Coordinate annotation rows
START
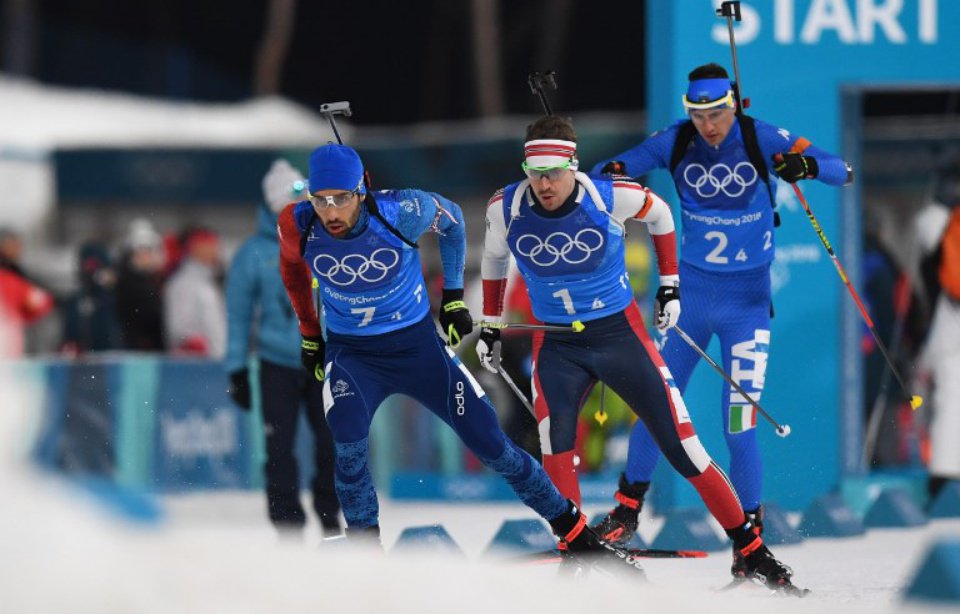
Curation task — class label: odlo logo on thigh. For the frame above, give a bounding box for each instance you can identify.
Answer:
[330,379,353,399]
[453,380,467,416]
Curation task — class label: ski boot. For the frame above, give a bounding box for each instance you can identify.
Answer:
[550,501,646,580]
[593,473,650,546]
[730,505,763,578]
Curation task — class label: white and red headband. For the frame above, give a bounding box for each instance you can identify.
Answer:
[523,139,578,171]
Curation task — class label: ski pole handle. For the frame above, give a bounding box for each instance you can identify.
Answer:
[473,320,586,333]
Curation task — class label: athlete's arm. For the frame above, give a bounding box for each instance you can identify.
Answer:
[277,204,322,337]
[611,179,678,285]
[397,190,467,290]
[755,120,853,186]
[591,126,677,177]
[480,190,510,322]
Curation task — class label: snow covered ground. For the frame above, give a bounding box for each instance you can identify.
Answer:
[0,482,960,614]
[0,368,960,614]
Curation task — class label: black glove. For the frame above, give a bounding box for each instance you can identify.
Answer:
[477,326,500,373]
[440,288,473,347]
[655,286,680,333]
[600,160,627,175]
[227,369,250,411]
[773,152,820,183]
[300,337,327,382]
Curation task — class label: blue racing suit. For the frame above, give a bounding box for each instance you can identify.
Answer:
[279,190,568,529]
[594,115,849,511]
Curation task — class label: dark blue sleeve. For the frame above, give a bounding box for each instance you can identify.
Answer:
[591,124,677,177]
[397,190,467,289]
[755,120,848,185]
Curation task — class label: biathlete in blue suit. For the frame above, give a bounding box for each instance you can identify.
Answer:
[593,64,852,575]
[279,144,643,575]
[477,115,792,588]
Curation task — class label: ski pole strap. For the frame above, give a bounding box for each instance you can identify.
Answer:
[447,324,462,349]
[560,513,587,544]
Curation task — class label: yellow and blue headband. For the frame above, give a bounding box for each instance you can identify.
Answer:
[683,78,734,111]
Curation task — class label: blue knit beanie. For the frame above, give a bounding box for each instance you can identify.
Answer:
[310,143,366,194]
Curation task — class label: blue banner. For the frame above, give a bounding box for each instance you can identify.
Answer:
[153,360,253,491]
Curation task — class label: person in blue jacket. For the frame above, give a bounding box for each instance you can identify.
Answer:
[278,143,643,578]
[593,64,853,576]
[225,159,341,537]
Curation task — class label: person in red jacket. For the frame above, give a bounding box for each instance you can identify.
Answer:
[0,267,53,358]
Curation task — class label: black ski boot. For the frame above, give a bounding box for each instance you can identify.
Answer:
[730,505,763,578]
[550,501,647,580]
[727,521,809,597]
[593,473,650,546]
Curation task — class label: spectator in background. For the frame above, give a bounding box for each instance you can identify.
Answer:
[917,156,960,501]
[63,242,120,356]
[163,228,227,359]
[224,160,340,537]
[0,228,53,359]
[0,228,30,281]
[116,219,165,352]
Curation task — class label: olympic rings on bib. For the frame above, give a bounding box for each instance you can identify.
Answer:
[515,228,603,266]
[683,162,758,198]
[313,247,400,286]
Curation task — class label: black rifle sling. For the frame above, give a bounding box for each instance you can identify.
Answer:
[670,115,780,226]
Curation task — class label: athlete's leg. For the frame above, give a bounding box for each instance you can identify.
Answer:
[297,369,340,535]
[532,332,595,505]
[716,267,770,511]
[323,344,387,530]
[624,308,710,483]
[401,331,569,520]
[597,303,744,529]
[260,360,306,530]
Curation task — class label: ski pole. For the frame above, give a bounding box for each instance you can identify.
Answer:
[673,326,790,437]
[716,0,750,115]
[777,167,923,410]
[861,275,911,471]
[473,320,585,333]
[527,70,557,115]
[320,100,351,145]
[497,364,537,420]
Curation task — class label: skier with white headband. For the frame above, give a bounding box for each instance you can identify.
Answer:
[593,64,853,577]
[477,115,792,588]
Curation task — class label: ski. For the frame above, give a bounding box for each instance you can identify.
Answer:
[717,577,810,599]
[508,548,707,565]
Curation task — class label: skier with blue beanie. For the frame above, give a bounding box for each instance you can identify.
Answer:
[593,64,853,577]
[278,144,643,577]
[224,159,341,537]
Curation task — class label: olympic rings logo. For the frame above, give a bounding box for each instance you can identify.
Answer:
[516,228,603,266]
[313,247,400,286]
[683,162,758,198]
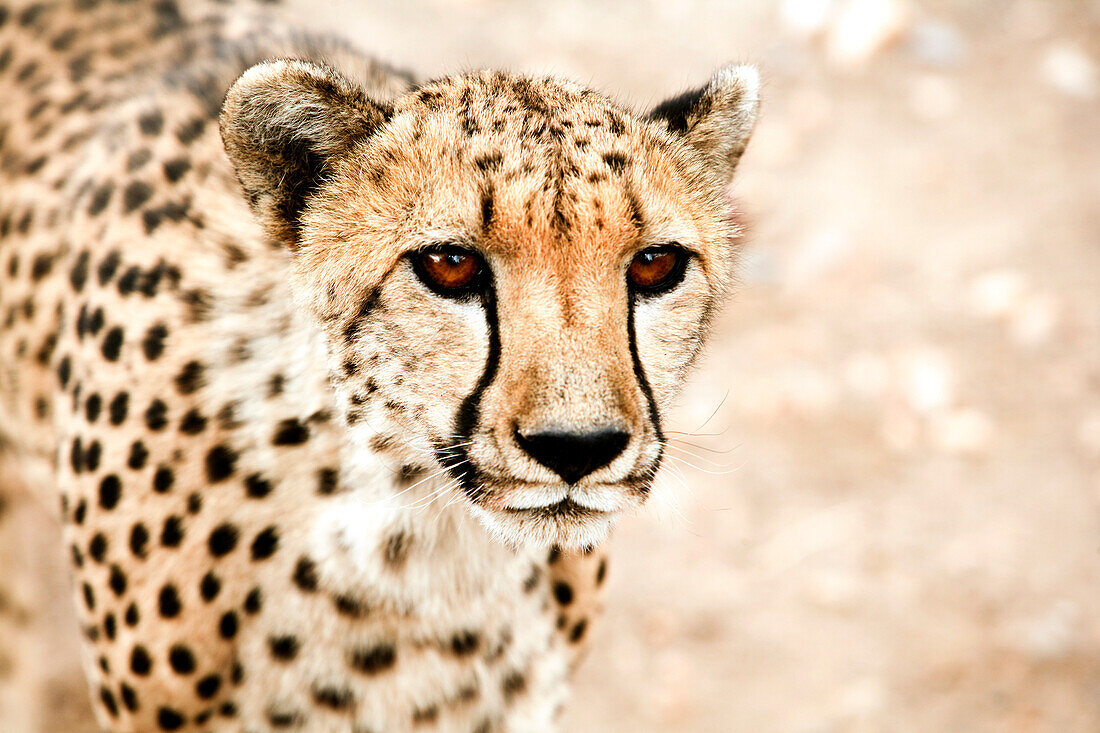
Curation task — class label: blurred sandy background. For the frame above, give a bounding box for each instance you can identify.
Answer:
[0,0,1100,733]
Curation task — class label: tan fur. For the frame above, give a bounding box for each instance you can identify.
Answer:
[0,0,757,731]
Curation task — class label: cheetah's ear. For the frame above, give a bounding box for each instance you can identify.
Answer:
[649,65,760,180]
[220,59,393,249]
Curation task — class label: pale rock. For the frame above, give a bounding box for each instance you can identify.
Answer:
[837,677,888,718]
[844,351,891,400]
[825,0,910,66]
[931,407,993,453]
[909,19,968,67]
[781,365,840,417]
[1040,41,1097,99]
[1077,412,1100,456]
[1018,600,1081,660]
[969,270,1027,318]
[1009,293,1062,347]
[879,407,921,453]
[899,346,955,415]
[779,0,834,36]
[909,74,959,122]
[787,226,855,287]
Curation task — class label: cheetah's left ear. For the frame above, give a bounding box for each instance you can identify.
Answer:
[220,59,393,249]
[649,65,760,180]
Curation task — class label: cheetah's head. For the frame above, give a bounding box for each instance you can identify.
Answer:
[221,61,758,547]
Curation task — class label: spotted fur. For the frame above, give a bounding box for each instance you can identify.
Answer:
[0,0,757,732]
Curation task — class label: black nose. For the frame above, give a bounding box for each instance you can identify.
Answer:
[516,428,630,483]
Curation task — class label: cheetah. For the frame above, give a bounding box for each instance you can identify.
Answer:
[0,0,759,733]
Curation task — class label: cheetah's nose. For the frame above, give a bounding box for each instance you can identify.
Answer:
[516,427,630,483]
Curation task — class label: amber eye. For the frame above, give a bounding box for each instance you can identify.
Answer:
[413,245,488,297]
[626,244,688,293]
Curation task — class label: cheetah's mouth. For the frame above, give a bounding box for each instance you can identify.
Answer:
[502,497,614,519]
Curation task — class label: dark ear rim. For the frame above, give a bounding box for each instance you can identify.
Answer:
[649,64,760,178]
[219,58,393,249]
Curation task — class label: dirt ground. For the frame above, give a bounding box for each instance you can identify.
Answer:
[0,0,1100,733]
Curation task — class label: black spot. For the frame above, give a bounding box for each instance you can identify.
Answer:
[501,671,527,700]
[57,357,73,390]
[122,180,153,214]
[156,708,186,731]
[88,532,107,562]
[118,265,141,295]
[383,532,413,565]
[332,593,369,619]
[451,631,481,657]
[99,473,122,510]
[130,644,153,677]
[312,685,355,710]
[102,326,122,361]
[179,409,206,435]
[195,675,221,700]
[127,440,149,471]
[199,570,221,603]
[244,473,272,499]
[119,682,138,712]
[94,246,122,280]
[31,254,54,282]
[266,710,305,727]
[168,644,195,675]
[604,153,629,175]
[206,446,238,483]
[153,466,176,494]
[107,392,130,425]
[251,527,278,560]
[161,515,184,547]
[348,644,397,675]
[130,522,149,559]
[145,400,168,430]
[267,636,301,661]
[176,117,206,145]
[127,147,153,173]
[244,588,264,614]
[218,611,238,638]
[138,109,164,135]
[317,469,340,496]
[176,361,206,394]
[84,440,103,471]
[141,324,168,361]
[99,687,119,718]
[272,419,309,446]
[107,565,127,598]
[413,705,439,725]
[156,583,183,619]
[164,157,191,183]
[207,523,241,557]
[293,556,318,593]
[69,250,91,293]
[84,392,103,423]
END
→ Exercise instructions
Please count the lines in the rows above that contain the word "nose", and reply with only that number.

→ Result of the task
2